DIRECTIONS:
1. Using the earnings release, decide whether each statement agrees with it. Answer yes or no for each, and quote the words that settle it.
(a) First-quarter revenues for fiscal 2009 rose 13 percent from the year before.
(b) Wind River posted a GAAP net loss for the first quarter of fiscal 2009.
(c) The audio replay of the conference call can be reached through June 30, 2008.
2. According to the earnings release, how many shares did Wind River buy back in the first quarter of fiscal 2009, and for what total amount?
3. Please duplicate the part of the earnings release starting with "For the full" and going on through "to $88.0 million.".

Financial Highlights for the First Quarter of Fiscal Year 2009:

  • Reported revenues increased 13 percent year-over-year to $87.9 million
  • Deferred revenues increased 15 percent year-over-year to $145.2 million
  • GAAP net income per share of $0.00 and non-GAAP net income per share of $0.09
  • Cash flows from operations were $29.7 million

Wind River Systems, Inc. (NASDAQ:WIND), the global leader in Device Software Optimization (DSO), today reported results for the first quarter of fiscal year 2009, ended April 30, 2008. Revenues for the first quarter of fiscal 2009 were $87.9 million, compared with $78.0 million reported in the first quarter of fiscal 2008, an increase of 13 percent.

GAAP Results: Net income for the first quarter of fiscal 2009 was $0.3 million, compared to a net loss of $(4.6) million in the first quarter a year ago. Net income per diluted share for the quarter was $0.00, compared to a net loss per diluted share of $(0.05) in the first quarter a year ago.

Non-GAAP Results: Non-GAAP net income for the first quarter of fiscal 2009 was $7.6 million, compared to non-GAAP net income of $3.1 million in the first quarter a year ago. Non-GAAP net income per diluted share for the quarter was $0.09, compared to $0.04 in the first quarter a year ago, an increase of 125 percent. A detailed reconciliation of GAAP to non-GAAP results is provided at the end of this release.

Deferred revenues as of April 30, 2008 were $145.2 million, compared to $126.0 million as of April 30, 2007, an increase of 15 percent. Cash, cash equivalents and investments totaled $206.5 million as of April 30, 2008. During the first quarter of fiscal 2009, Wind River repurchased 8.7 million shares for a total amount of $66.6 million. Cash flows from operations for the first quarter of fiscal 2009 were $29.7 million.

“Wind River’s strong execution and solid return from the investments we have made in our products, our sales organization and alliance partnerships drove excellent first quarter financial results and marked a healthy start to fiscal year 2009,” said Ken Klein, chairman, president and chief executive officer of Wind River. “We saw strong demand across all products and geographies, indicating our strategy is resonating with customers and partners.”

Financial Outlook

For the full fiscal year 2009 ending January 31, 2009:

  • Revenue is expected to be in the range of $365.0 million to $375.0 million.
  • GAAP net income per share is expected to be in the range of $0.10 to $0.12.
  • Non-GAAP net income per share is expected to be in the range of $0.48 to $0.50.

For the second quarter fiscal 2009 ending July 31, 2008:

  • Revenue is expected to be in the range of $86.0 million to $88.0 million.
  • GAAP net loss per share is expected to be in the range of $(0.01) to $(0.02).
  • Non-GAAP net income per share is expected to be in the range of $0.07 to $0.08.

A reconciliation of GAAP to non-GAAP targets is provided at the end of this release.

Conference Call

Wind River will hold its quarterly conference call today at 5:00 p.m. ET/2:00 p.m. PT to discuss its first quarter financial results, business highlights and outlook. The conference call may be accessed via webcast at http://ir.windriver.com or by calling +1.800.399.5927 in the United States or +1.706.643.3427 internationally.

A replay of the webcast can be accessed via Wind River’s web site at http://ir.windriver.com. Additionally, an audio replay of the conference call will be available through June 6, 2008 by calling +1.800.642.1687 in the United States or +1.706.645.9291 internationally (conference id required: 47350406).

STORED DATA:
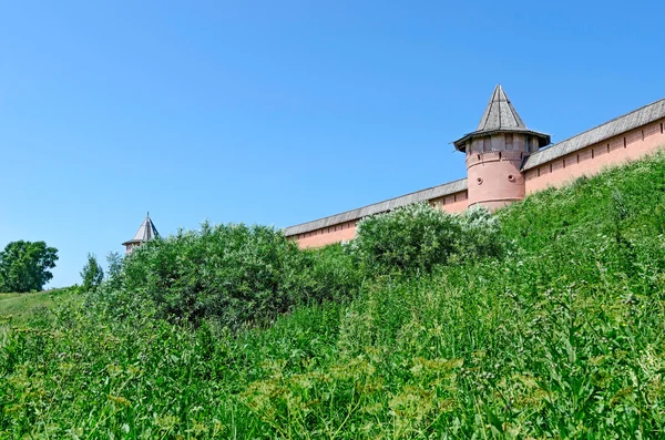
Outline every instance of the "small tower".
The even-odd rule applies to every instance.
[[[150,213],[147,213],[145,219],[139,227],[139,232],[136,232],[136,234],[134,235],[134,238],[122,244],[123,246],[125,246],[125,254],[130,254],[134,247],[139,247],[143,243],[158,236],[160,233],[157,232],[155,224],[152,223],[152,219],[150,218]]]
[[[526,129],[497,85],[478,129],[454,141],[454,147],[467,153],[469,206],[480,204],[494,211],[524,198],[522,162],[549,143],[549,134]]]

ANSWERS IN ORDER:
1.
(a) Yes: "Revenues for the first quarter of fiscal 2009 were $87.9 million, compared with $78.0 million reported in the first quarter of fiscal 2008, an increase of 13 percent."
(b) No: "Net income for the first quarter of fiscal 2009 was $0.3 million"
(c) No: "an audio replay of the conference call will be available through June 6, 2008"

2. Wind River repurchased 8.7 million shares for a total of $66.6 million.

3.
For the full fiscal year 2009 ending January 31, 2009:

  • Revenue is expected to be in the range of $365.0 million to $375.0 million.
  • GAAP net income per share is expected to be in the range of $0.10 to $0.12.
  • Non-GAAP net income per share is expected to be in the range of $0.48 to $0.50.

For the second quarter fiscal 2009 ending July 31, 2008:

  • Revenue is expected to be in the range of $86.0 million to $88.0 million.